Text segment:
◆ ◆ ◆
Grindhouse


A grindhouse or action house is an American term for a theatre that mainly shows low-budget horror, splatter and exploitation films for adults. According to historian David Church, this theater type was named after the "grind policy", a film-programming strategy dating back to the early 1920s which continuously showed films at cut-rate ticket prices that typically rose over the course of each day. This exhibition practice was markedly different from the era's more common practice of fewer shows per day and graduated pricing for different seating sections in large urban theatres, which were typically studio-owned.

History

Due to these theaters' proximity to controversially sexualized forms of entertainment like burlesque, the term "grindhouse" has often been erroneously associated with burlesque theaters in urban entertainment areas such as 42nd Street in New York City, where ":wikt:bump and grind|bump and grind" dancing and striptease were featured. In the film Lady of Burlesque one of the characters refers to one such burlesque theatre on 42nd Street as a "grindhouse," but Church points out the primary definition in the Oxford English Dictionary is for a movie theater distinguished by three criteria:
  1. Shows a variety of films, in continuous succession
  2. Low admission fees
  3. Films screened are frequently of poor quality or low merit
Church states the first use of the term "grind house" was in a 1923 Variety article, which may have adopted the contemporary slang usage of "grind" to refer to the actions of barkers exhorting potential patrons to enter the venue.
Double, triple, and "all night" bills on a single admission charge often encouraged patrons to spend long periods of time in the theaters. The milieu was largely and faithfully captured at the time by the magazine Sleazoid Express.
Because grindhouse theaters were associated with a lower class audience, grindhouse theaters gradually became perceived as disreputable places that showed disreputable films, regardless of the variety of films — including subsequent-run Hollywood films — that were actually screened. Similar second-run screenings are held at discount theaters and neighborhood theatres; the distinguishing characteristics of the "grindhouse" are its typical urban setting and the programming of first-run films of low merit, not predominantly second-run films which had received wide releases.

Television pressure

The introduction of television greatly eroded the audience for local and single-screen movie theaters, many of which were built during the cinema boom of the 1930s. In combination with urban decay after white flight out of older city areas in the mid to late 1960s, changing economics forced these theaters to either close or offer something that television could not. In the 1970s, many of these theaters became venues for exploitation films, such as adult pornography and sleaze, or slasher horror, and dubbed martial arts films from Hong Kong.
◆ ◆ ◆
(Collection entries)
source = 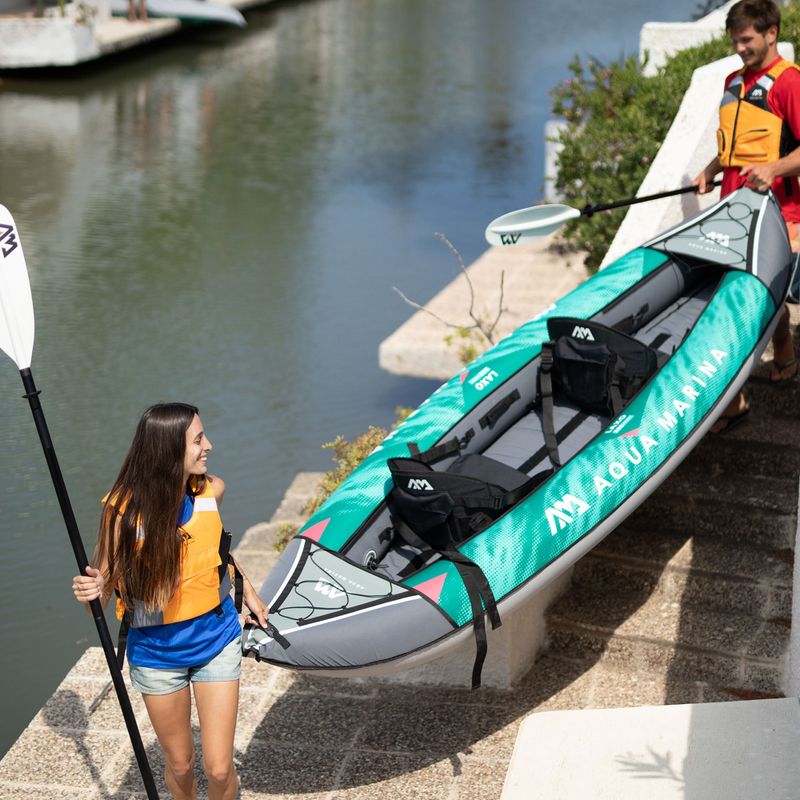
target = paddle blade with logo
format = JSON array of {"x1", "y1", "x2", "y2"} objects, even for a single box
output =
[
  {"x1": 0, "y1": 205, "x2": 34, "y2": 370},
  {"x1": 486, "y1": 203, "x2": 581, "y2": 245}
]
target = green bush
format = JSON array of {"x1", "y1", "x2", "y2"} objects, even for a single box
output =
[
  {"x1": 273, "y1": 407, "x2": 413, "y2": 552},
  {"x1": 552, "y1": 2, "x2": 800, "y2": 272}
]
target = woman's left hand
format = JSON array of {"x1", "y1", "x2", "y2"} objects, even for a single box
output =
[{"x1": 242, "y1": 578, "x2": 269, "y2": 628}]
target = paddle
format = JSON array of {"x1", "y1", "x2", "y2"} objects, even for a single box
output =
[
  {"x1": 486, "y1": 181, "x2": 721, "y2": 245},
  {"x1": 0, "y1": 205, "x2": 158, "y2": 800}
]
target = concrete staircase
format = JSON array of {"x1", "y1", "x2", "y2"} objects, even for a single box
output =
[{"x1": 546, "y1": 365, "x2": 800, "y2": 704}]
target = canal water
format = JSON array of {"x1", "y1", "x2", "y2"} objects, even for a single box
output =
[{"x1": 0, "y1": 0, "x2": 698, "y2": 754}]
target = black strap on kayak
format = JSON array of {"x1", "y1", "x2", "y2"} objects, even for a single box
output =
[
  {"x1": 519, "y1": 411, "x2": 589, "y2": 475},
  {"x1": 478, "y1": 389, "x2": 521, "y2": 430},
  {"x1": 264, "y1": 620, "x2": 292, "y2": 650},
  {"x1": 393, "y1": 506, "x2": 496, "y2": 689},
  {"x1": 648, "y1": 331, "x2": 670, "y2": 350},
  {"x1": 614, "y1": 303, "x2": 650, "y2": 333},
  {"x1": 536, "y1": 342, "x2": 561, "y2": 472}
]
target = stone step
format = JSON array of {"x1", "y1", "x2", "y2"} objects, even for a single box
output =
[
  {"x1": 548, "y1": 623, "x2": 784, "y2": 699},
  {"x1": 571, "y1": 552, "x2": 792, "y2": 620},
  {"x1": 678, "y1": 434, "x2": 800, "y2": 477},
  {"x1": 585, "y1": 520, "x2": 794, "y2": 586},
  {"x1": 620, "y1": 484, "x2": 797, "y2": 553},
  {"x1": 547, "y1": 583, "x2": 789, "y2": 695},
  {"x1": 663, "y1": 466, "x2": 800, "y2": 514}
]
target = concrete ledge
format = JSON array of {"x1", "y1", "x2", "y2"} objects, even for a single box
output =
[
  {"x1": 378, "y1": 236, "x2": 586, "y2": 380},
  {"x1": 502, "y1": 698, "x2": 800, "y2": 800},
  {"x1": 639, "y1": 0, "x2": 736, "y2": 75}
]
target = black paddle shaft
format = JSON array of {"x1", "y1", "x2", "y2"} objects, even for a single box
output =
[
  {"x1": 19, "y1": 368, "x2": 158, "y2": 800},
  {"x1": 581, "y1": 181, "x2": 722, "y2": 217}
]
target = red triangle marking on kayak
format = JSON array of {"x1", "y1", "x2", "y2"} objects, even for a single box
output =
[
  {"x1": 300, "y1": 517, "x2": 331, "y2": 542},
  {"x1": 414, "y1": 573, "x2": 447, "y2": 603}
]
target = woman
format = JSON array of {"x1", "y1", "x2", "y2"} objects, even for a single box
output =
[{"x1": 72, "y1": 403, "x2": 268, "y2": 800}]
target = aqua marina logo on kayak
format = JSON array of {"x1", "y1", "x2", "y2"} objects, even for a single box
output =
[
  {"x1": 544, "y1": 348, "x2": 728, "y2": 536},
  {"x1": 469, "y1": 367, "x2": 500, "y2": 392}
]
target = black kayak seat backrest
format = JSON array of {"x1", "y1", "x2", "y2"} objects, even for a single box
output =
[{"x1": 540, "y1": 317, "x2": 662, "y2": 416}]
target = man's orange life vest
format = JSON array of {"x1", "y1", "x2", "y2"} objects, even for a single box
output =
[
  {"x1": 717, "y1": 60, "x2": 800, "y2": 167},
  {"x1": 116, "y1": 481, "x2": 231, "y2": 628}
]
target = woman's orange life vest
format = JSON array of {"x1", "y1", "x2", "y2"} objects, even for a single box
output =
[
  {"x1": 717, "y1": 59, "x2": 800, "y2": 167},
  {"x1": 116, "y1": 480, "x2": 231, "y2": 628}
]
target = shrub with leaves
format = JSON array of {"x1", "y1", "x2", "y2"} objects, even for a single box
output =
[
  {"x1": 273, "y1": 408, "x2": 412, "y2": 552},
  {"x1": 553, "y1": 38, "x2": 729, "y2": 272}
]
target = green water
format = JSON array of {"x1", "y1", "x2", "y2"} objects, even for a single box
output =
[{"x1": 0, "y1": 0, "x2": 697, "y2": 753}]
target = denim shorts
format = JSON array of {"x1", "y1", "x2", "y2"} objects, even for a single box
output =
[{"x1": 129, "y1": 636, "x2": 242, "y2": 694}]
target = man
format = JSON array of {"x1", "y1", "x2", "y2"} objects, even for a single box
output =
[{"x1": 693, "y1": 0, "x2": 800, "y2": 433}]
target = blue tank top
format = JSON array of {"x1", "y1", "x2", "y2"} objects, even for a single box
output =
[{"x1": 128, "y1": 496, "x2": 242, "y2": 669}]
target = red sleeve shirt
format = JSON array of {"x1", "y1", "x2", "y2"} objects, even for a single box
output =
[{"x1": 721, "y1": 58, "x2": 800, "y2": 222}]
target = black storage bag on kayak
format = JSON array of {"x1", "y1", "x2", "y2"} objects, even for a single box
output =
[
  {"x1": 387, "y1": 453, "x2": 550, "y2": 688},
  {"x1": 536, "y1": 317, "x2": 667, "y2": 469},
  {"x1": 388, "y1": 453, "x2": 531, "y2": 550},
  {"x1": 540, "y1": 317, "x2": 663, "y2": 417}
]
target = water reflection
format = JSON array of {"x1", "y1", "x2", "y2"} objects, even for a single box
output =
[{"x1": 0, "y1": 0, "x2": 695, "y2": 752}]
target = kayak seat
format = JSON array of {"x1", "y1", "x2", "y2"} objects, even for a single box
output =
[
  {"x1": 484, "y1": 402, "x2": 609, "y2": 475},
  {"x1": 634, "y1": 283, "x2": 716, "y2": 355}
]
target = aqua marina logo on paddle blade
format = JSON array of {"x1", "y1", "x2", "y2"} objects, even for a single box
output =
[{"x1": 0, "y1": 223, "x2": 19, "y2": 258}]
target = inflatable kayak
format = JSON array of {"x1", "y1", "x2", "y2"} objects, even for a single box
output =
[
  {"x1": 243, "y1": 188, "x2": 792, "y2": 685},
  {"x1": 111, "y1": 0, "x2": 247, "y2": 28}
]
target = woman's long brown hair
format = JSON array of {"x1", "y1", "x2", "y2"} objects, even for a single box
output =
[{"x1": 92, "y1": 403, "x2": 205, "y2": 612}]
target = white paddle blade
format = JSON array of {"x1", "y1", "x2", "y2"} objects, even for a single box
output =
[
  {"x1": 486, "y1": 203, "x2": 581, "y2": 245},
  {"x1": 0, "y1": 205, "x2": 34, "y2": 370}
]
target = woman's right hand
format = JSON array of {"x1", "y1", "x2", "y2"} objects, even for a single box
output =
[{"x1": 72, "y1": 567, "x2": 106, "y2": 603}]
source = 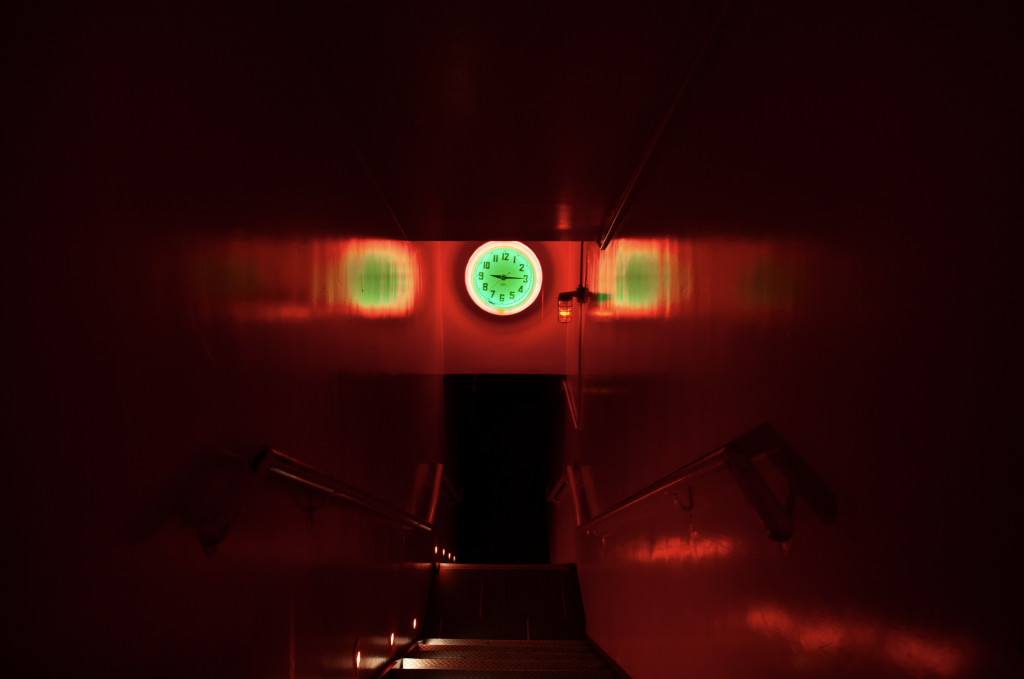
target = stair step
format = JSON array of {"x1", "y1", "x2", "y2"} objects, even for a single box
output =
[
  {"x1": 417, "y1": 639, "x2": 591, "y2": 653},
  {"x1": 401, "y1": 653, "x2": 607, "y2": 671},
  {"x1": 406, "y1": 646, "x2": 600, "y2": 662},
  {"x1": 387, "y1": 669, "x2": 617, "y2": 679},
  {"x1": 409, "y1": 644, "x2": 594, "y2": 657}
]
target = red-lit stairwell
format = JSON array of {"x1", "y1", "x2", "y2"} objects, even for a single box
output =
[{"x1": 389, "y1": 563, "x2": 618, "y2": 679}]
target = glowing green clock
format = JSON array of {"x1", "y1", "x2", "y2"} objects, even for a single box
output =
[{"x1": 466, "y1": 241, "x2": 544, "y2": 315}]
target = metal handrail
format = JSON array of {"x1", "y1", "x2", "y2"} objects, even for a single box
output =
[
  {"x1": 196, "y1": 445, "x2": 444, "y2": 555},
  {"x1": 548, "y1": 424, "x2": 837, "y2": 542},
  {"x1": 257, "y1": 448, "x2": 432, "y2": 531},
  {"x1": 580, "y1": 447, "x2": 726, "y2": 528}
]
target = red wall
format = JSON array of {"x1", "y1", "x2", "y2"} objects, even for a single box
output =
[{"x1": 551, "y1": 3, "x2": 1021, "y2": 679}]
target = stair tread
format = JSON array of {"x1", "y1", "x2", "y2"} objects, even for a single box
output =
[
  {"x1": 417, "y1": 638, "x2": 590, "y2": 650},
  {"x1": 406, "y1": 646, "x2": 599, "y2": 659},
  {"x1": 387, "y1": 669, "x2": 617, "y2": 679}
]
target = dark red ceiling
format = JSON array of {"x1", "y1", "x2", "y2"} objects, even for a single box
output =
[{"x1": 282, "y1": 0, "x2": 721, "y2": 240}]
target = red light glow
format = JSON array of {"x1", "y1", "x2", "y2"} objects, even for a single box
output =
[{"x1": 746, "y1": 604, "x2": 973, "y2": 678}]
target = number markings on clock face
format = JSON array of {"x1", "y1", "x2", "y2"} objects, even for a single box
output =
[{"x1": 473, "y1": 248, "x2": 536, "y2": 309}]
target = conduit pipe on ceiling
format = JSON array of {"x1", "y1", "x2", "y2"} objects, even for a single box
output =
[{"x1": 599, "y1": 0, "x2": 732, "y2": 250}]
◆ ◆ ◆
What you should do: Retype the passage of the grindhouse text from "A grindhouse or" up to and including "were typically studio-owned.".

Solved problem:
A grindhouse or action house is an American term for a theatre that mainly shows low-budget horror, splatter and exploitation films for adults. According to historian David Church, this theater type was named after the "grind policy", a film-programming strategy dating back to the early 1920s which continuously showed films at cut-rate ticket prices that typically rose over the course of each day. This exhibition practice was markedly different from the era's more common practice of fewer shows per day and graduated pricing for different seating sections in large urban theatres, which were typically studio-owned.